### THE TASK
All pictures are to be dropped, and the remaining data set down exactly.

### INFORMATION

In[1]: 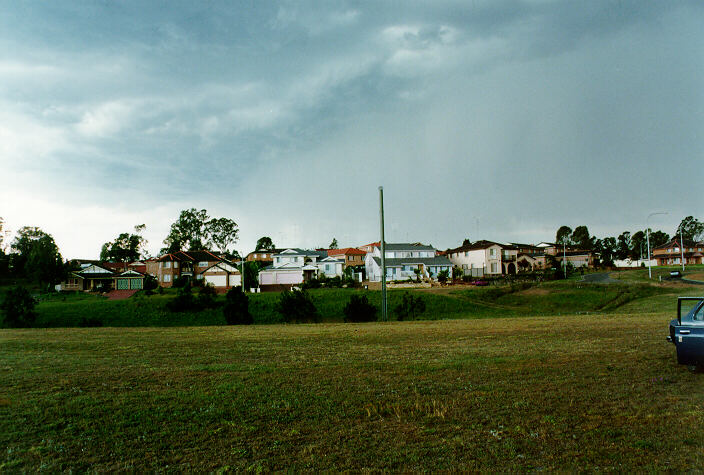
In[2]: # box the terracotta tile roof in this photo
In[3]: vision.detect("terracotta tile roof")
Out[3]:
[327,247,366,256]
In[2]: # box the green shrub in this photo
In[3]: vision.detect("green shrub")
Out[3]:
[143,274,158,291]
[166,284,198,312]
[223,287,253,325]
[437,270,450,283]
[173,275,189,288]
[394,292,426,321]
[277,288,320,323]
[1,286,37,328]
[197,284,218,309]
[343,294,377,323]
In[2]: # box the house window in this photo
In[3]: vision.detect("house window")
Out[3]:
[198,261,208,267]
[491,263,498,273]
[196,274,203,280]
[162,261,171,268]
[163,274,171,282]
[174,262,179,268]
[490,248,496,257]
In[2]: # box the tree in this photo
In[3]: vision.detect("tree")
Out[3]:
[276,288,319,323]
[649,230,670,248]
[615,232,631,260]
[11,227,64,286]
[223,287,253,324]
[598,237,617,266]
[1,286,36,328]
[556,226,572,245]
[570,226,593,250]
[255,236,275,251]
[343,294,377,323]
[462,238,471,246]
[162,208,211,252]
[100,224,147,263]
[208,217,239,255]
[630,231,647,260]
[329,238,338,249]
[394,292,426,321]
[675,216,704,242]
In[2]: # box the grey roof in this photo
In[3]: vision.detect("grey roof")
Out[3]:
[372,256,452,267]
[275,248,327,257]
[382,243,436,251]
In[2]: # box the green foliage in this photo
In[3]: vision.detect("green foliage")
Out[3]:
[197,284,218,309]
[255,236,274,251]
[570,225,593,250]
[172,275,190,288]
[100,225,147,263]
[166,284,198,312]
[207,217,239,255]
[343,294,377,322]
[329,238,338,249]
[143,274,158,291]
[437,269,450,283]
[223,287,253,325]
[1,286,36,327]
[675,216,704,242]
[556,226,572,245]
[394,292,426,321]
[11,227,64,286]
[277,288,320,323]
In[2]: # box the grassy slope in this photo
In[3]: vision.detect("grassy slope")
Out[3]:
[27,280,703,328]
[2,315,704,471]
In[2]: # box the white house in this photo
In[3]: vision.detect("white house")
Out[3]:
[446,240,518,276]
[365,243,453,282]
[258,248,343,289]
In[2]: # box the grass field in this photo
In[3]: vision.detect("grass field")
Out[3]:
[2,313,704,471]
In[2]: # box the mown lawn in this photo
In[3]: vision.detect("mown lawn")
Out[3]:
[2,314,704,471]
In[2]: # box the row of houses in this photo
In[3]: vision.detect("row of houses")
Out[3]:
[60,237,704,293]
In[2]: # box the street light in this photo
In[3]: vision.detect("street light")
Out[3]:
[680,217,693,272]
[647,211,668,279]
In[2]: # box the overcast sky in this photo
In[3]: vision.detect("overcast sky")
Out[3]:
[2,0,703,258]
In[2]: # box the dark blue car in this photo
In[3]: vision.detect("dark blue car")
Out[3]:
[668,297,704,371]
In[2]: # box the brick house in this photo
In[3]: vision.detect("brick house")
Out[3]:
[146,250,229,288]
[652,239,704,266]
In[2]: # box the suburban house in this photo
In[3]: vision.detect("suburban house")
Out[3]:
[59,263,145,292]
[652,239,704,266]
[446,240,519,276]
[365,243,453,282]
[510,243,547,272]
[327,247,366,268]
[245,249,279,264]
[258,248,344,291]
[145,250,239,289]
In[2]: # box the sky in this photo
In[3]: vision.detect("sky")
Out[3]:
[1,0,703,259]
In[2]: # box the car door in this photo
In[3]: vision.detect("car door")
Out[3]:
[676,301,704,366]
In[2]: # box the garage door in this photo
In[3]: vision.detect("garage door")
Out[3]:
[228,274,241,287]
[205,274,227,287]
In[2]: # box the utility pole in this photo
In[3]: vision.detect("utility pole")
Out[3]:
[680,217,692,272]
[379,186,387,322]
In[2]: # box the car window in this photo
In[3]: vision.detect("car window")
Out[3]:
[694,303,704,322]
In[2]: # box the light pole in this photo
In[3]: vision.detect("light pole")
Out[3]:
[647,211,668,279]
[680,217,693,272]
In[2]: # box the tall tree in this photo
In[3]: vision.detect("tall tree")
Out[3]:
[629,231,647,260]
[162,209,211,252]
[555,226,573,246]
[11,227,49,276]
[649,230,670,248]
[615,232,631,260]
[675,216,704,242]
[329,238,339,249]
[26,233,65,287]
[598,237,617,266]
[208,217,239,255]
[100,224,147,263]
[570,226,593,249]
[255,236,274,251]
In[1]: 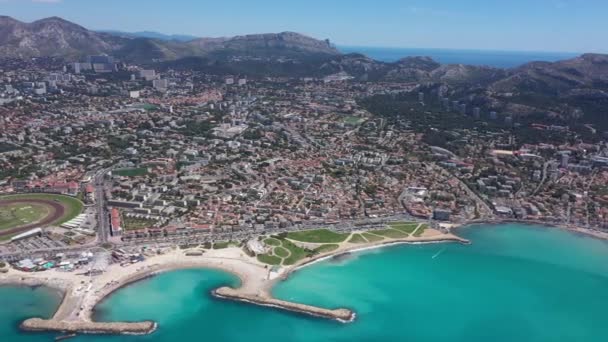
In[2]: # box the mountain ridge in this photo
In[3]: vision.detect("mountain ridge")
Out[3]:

### RESPONSE FOR THIS EXERCISE
In[1]: 
In[2]: # box the terracotta tile roof in this photo
In[3]: vision.detect("terracotta tile roof")
Out[3]:
[327,247,366,256]
In[2]: # box the green shrub in this photo
In[3]: vision.detect("green shrub")
Out[3]:
[143,274,158,291]
[166,284,198,312]
[223,287,253,325]
[437,270,450,283]
[173,275,189,288]
[394,292,426,321]
[277,288,320,323]
[1,286,37,328]
[197,284,218,309]
[343,294,377,323]
In[2]: # box the house window in this photo
In[3]: vision.detect("house window")
Out[3]:
[198,261,208,267]
[491,263,498,273]
[196,274,203,280]
[162,261,171,268]
[163,274,171,282]
[174,262,179,268]
[490,248,496,257]
In[2]: # box the tree in this photo
In[3]: vision.detect("tree")
Out[3]:
[276,288,319,323]
[649,230,670,248]
[615,232,631,260]
[11,227,64,286]
[223,287,253,324]
[598,237,617,266]
[1,286,36,328]
[556,226,572,245]
[570,226,593,250]
[255,236,275,251]
[343,294,377,323]
[462,238,471,246]
[162,208,211,252]
[100,224,147,263]
[208,217,239,255]
[630,231,647,260]
[329,238,338,249]
[394,292,426,321]
[675,216,704,242]
In[2]: # box the grey roof in this photo
In[3]: vision.detect("grey roof")
Out[3]:
[372,256,452,267]
[275,248,327,257]
[382,243,436,251]
In[2]: # box the green foliage in this photo
In[3]: vision.detect("green foliage")
Out[3]:
[197,284,218,309]
[255,236,274,251]
[570,225,593,250]
[172,275,190,288]
[100,225,147,263]
[166,284,198,312]
[207,217,239,255]
[343,294,377,322]
[329,238,338,249]
[143,274,158,291]
[437,269,450,283]
[223,287,253,325]
[1,286,36,327]
[675,216,704,242]
[556,226,572,245]
[394,292,426,321]
[11,227,64,286]
[277,288,320,323]
In[2]: # box the grassy slope in this photo
In[3]: vision.detect("grassy slope")
Out[3]:
[27,280,703,328]
[2,315,704,471]
In[2]: # box the white house in this photo
In[3]: vision.detect("white house")
Out[3]:
[446,240,518,276]
[365,243,453,282]
[258,248,343,289]
In[2]: # box the grass field in this photo
In[3]: vision.detect("grass field")
Out[3]:
[2,313,704,471]
In[2]: # box the mown lawn in this photo
In[3]: vision.detect("mown lawn")
Out[3]:
[2,314,704,471]
In[2]: # box the row of houses in this photo
In[3]: vision.detect("row of houses")
Out[3]:
[60,237,704,293]
In[2]: # box the street light in this photo
In[3]: vision.detect("street light")
Out[3]:
[680,217,693,272]
[647,211,668,279]
In[2]: # box the overcast sky in this photo
In[3]: vision.detect("overcast sky")
Out[3]:
[2,0,703,258]
In[2]: # box the dark blue car in this photo
In[3]: vision.detect("dark blue car")
Out[3]:
[668,297,704,371]
In[2]: # box the brick house in this photo
In[3]: vision.detect("brick house")
Out[3]:
[146,250,229,288]
[652,239,704,266]
In[2]: # box the suburban house in this photo
In[3]: vision.detect("suburban house")
Out[3]:
[59,263,145,292]
[652,239,704,266]
[446,240,519,276]
[365,243,453,282]
[510,243,547,272]
[327,247,366,268]
[245,249,279,264]
[258,248,344,291]
[145,250,239,289]
In[2]: # box the sky in this photo
In[3]: vision.detect("sky")
Out[3]:
[1,0,703,259]
In[2]: # box the car door in this photo
In[3]: vision.detect("car door")
Out[3]:
[676,301,704,366]
In[2]: # box the garage door in this photo
In[3]: vision.detect("garage door")
Out[3]:
[228,274,241,287]
[205,274,227,287]
In[2]: # box the utility pole in this photo
In[3]: vision.detect("utility pole")
Out[3]:
[680,217,692,272]
[379,186,387,322]
In[2]: # box the car window in this photo
In[3]: vision.detect("car window")
Out[3]:
[694,303,704,322]
In[2]: # box the light pole in this photo
In[3]: vision.detect("light pole")
Out[3]:
[647,211,668,279]
[680,217,693,272]
In[2]: # box the tall tree in this photo
In[3]: vision.detect("tall tree")
Out[3]:
[629,231,647,260]
[162,209,211,252]
[555,226,573,246]
[11,227,49,276]
[649,230,670,248]
[615,232,631,260]
[675,216,704,242]
[329,238,339,249]
[26,233,65,287]
[598,237,617,266]
[208,217,239,255]
[100,224,147,263]
[570,226,593,249]
[255,236,274,251]
In[1]: 
In[2]: # box the mountain ridge in this photo
In[3]: vision.detect("mountain ridge")
Out[3]:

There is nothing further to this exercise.